- [Extrait proposé]
• • • • •

Enfin, invoquant les glorieux croyants de son panthéon, le peintre Giotto, le philosophe Jean Guitton, dans une grande exubérance d’espérance, Alain Vircondelet entrevoit, dans le ciel de Lectoure, l’image même de Dieu.
« Croire, oui, pour endiguer les flots amers de l’ennui et les vertiges du rien. On se dit qu’il ne faut pas cesser de tenter l’unité, de la risquer, de briguer la chance de l’accord. Qu’ici comme ailleurs les champs de céréales et les troupeaux défient les pluies, les vents et les torrents, que les aubes lavent la terre et que les maisons qui y résistent sont bâties sur le roc, sûres de leurs fondations.../… Faire qu’au seuil de ce rempart d’où s’étale la terre mère, on puisse avoir la chance de l’icône : le regard de Dieu dans le ciel fourmillant d’étoiles et les champs vibrillonnant de tournesols, les troupeaux de vaches blanches toutes rassemblées sous les chênes et les routes comme des liens ».

• • • • •

- [Données fournies]
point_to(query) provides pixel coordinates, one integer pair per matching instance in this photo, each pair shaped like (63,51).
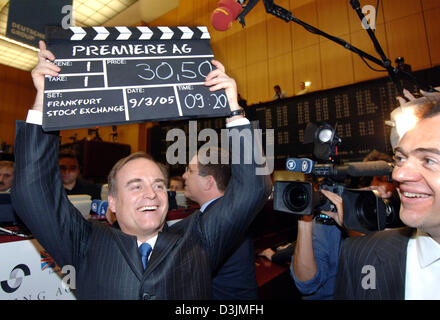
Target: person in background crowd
(279,94)
(205,184)
(6,175)
(176,183)
(69,168)
(145,259)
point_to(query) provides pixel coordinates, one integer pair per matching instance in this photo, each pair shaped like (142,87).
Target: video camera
(364,210)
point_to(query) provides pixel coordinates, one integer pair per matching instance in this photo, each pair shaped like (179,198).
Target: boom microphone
(353,169)
(223,16)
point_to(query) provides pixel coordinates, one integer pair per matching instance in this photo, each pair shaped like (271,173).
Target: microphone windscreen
(223,16)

• • • • •

- [À compléter]
**a)** Modifiez tous les enregistrements ci-dessus en remplaçant « Target » par « Cible » et laissez le reste tel quel. N'incluez pas les images dans votre réponse.
**b)** Prolongez l'extrait sur le ciel de Lectoure à partir de l'endroit où il s'arrête.

- [Réponses ci-dessous]
**a)**
point_to(query) provides pixel coordinates, one integer pair per matching instance in this photo, each pair shaped like (63,51).
Cible: person in background crowd
(279,94)
(205,184)
(6,175)
(176,183)
(69,168)
(145,259)
point_to(query) provides pixel coordinates, one integer pair per matching instance in this photo, each pair shaped like (142,87).
Cible: video camera
(364,210)
point_to(query) provides pixel coordinates, one integer pair per matching instance in this photo, each pair shaped like (179,198).
Cible: boom microphone
(353,169)
(223,16)
point_to(query) provides pixel coordinates, one integer pair per matching instance in this photo, each pair shaped like (271,173).
Cible: microphone windscreen
(223,16)

**b)**
Si, dans ce récit plus autobiographique et introspectif que descriptif, la ville elle-même n'a pas sa place, observé depuis les bastions de la citadelle d’Armagnac, tant de fois peint, photographié et décrit, le paysage admirable est l’essence du pays de Lectoure. Il est probable qu’il s’agisse de son meilleur atout et bien souvent la raison du choix d’une nouvelle villégiature par les néo-Lectourois. Ses enfants aussi, natifs ou anciennement établis, n’oublieront pas de lever le regard de leurs activités trop prosaïques et sauront jouir chaque jour de ce patrimoine unique.
Que chacun y espère « la chance de l’icône » ou non, à Lectoure-devant-le-monde, l'éclat de sa pierre dorée, l’enfilade de ses ruelles ombragées, les gradins roux de ses toits entuilés, tout conduit nos pas jusqu’à sa galerie sur le beau.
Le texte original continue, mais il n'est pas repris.